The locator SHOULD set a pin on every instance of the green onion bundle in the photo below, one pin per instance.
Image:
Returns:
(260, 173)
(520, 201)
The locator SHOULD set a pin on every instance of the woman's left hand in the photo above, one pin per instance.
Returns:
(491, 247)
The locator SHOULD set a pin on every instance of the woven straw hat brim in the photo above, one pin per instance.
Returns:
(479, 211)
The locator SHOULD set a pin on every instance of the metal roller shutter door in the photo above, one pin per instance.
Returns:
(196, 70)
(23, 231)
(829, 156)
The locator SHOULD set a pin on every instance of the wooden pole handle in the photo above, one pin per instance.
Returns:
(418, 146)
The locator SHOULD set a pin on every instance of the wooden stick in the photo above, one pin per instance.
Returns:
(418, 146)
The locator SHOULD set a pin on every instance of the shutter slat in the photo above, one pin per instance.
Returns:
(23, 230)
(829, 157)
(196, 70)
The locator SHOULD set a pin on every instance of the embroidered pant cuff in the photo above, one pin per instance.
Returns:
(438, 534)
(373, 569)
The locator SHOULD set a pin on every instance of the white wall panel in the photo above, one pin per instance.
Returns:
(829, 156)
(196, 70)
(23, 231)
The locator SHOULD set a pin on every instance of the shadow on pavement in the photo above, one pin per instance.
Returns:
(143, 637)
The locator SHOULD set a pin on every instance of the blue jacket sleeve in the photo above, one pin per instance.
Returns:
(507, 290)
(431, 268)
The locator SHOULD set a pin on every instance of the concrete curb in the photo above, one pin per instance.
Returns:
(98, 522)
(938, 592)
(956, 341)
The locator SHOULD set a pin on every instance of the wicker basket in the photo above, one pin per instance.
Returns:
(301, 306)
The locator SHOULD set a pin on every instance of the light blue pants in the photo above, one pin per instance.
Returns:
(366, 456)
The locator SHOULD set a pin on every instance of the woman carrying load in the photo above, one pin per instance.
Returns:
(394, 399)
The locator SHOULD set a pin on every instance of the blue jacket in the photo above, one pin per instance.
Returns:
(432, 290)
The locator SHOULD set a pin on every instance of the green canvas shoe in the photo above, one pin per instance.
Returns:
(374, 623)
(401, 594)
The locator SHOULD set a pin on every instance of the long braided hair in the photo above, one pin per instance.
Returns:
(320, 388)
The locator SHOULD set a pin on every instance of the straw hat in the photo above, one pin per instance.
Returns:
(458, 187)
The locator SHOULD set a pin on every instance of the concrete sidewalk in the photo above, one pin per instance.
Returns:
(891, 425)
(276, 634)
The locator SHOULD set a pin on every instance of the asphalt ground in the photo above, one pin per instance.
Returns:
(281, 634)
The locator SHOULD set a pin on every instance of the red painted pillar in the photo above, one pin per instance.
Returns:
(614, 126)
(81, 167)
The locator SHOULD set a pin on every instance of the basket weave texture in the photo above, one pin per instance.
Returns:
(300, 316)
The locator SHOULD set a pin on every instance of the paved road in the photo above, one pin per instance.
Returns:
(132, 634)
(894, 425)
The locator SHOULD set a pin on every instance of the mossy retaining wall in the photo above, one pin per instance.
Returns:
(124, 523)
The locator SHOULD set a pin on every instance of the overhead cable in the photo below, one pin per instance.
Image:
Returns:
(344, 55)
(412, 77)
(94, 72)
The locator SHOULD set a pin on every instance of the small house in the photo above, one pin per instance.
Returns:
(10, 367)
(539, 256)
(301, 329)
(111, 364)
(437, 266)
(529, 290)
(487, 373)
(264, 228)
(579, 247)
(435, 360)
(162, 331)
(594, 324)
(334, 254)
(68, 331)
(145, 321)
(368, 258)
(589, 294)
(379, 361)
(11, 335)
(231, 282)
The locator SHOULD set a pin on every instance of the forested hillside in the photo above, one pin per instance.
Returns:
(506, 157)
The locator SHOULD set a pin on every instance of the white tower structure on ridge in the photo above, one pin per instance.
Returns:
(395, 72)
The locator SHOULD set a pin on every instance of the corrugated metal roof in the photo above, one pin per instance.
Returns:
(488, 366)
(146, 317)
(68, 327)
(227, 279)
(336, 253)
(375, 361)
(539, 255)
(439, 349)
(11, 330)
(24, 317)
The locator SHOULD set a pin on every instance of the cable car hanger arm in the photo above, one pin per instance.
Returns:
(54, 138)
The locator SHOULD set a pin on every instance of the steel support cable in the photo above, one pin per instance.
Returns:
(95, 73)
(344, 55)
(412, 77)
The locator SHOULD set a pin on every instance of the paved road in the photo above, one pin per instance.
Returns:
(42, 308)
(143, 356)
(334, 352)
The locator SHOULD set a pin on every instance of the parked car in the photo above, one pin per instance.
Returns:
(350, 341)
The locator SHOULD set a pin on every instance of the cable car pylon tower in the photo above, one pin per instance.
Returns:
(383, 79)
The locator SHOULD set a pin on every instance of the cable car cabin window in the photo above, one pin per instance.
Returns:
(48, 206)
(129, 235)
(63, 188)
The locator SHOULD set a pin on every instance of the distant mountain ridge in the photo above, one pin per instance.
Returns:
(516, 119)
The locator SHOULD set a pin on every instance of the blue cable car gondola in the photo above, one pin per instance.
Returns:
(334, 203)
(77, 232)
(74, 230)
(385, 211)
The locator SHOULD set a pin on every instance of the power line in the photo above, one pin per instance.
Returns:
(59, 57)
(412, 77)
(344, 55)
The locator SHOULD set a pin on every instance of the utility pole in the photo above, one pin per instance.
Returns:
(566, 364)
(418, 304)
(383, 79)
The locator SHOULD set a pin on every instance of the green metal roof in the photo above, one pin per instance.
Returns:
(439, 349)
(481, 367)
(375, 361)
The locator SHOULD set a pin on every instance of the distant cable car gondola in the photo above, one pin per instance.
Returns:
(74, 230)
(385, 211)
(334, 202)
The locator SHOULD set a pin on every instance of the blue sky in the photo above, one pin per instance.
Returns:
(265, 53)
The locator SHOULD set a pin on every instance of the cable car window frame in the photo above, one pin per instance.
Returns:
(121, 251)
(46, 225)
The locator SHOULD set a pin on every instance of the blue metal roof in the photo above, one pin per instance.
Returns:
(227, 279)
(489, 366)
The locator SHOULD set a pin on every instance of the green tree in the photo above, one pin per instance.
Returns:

= = =

WHAT TO PRODUCE → Return exactly the lines from the one containing "of the utility" through the last line of the records above, both included, and nothing else.

RESULT OF THE EXERCISE →
The locator SHOULD set a pin on every instance of the utility pole in the photo above, one pin per instance.
Returns:
(566, 364)
(418, 304)
(383, 79)
The locator SHOULD set a pin on every instance of the green metal roof in the photo above, one pin per instance.
Returns:
(439, 349)
(481, 367)
(375, 361)
The locator SHOULD set a pin on every instance of the distant cable car gondola in the photo above, one pin per instance.
Returns:
(74, 230)
(385, 211)
(334, 202)
The locator SHOULD set a pin on every instance of the blue sky in the photo above, one pin per instance.
Returns:
(265, 53)
The locator SHOULD set a pin on every instance of the cable car window frame in the photo above, one pin per instance.
Returns:
(121, 251)
(46, 225)
The locator SHOULD set a pin on every instance of the blue metal roof in the photo above, one pin per instance.
Returns:
(227, 279)
(489, 366)
The locator SHOULD set a pin on every instance of the green tree in the photo above, one pin per instance.
Returns:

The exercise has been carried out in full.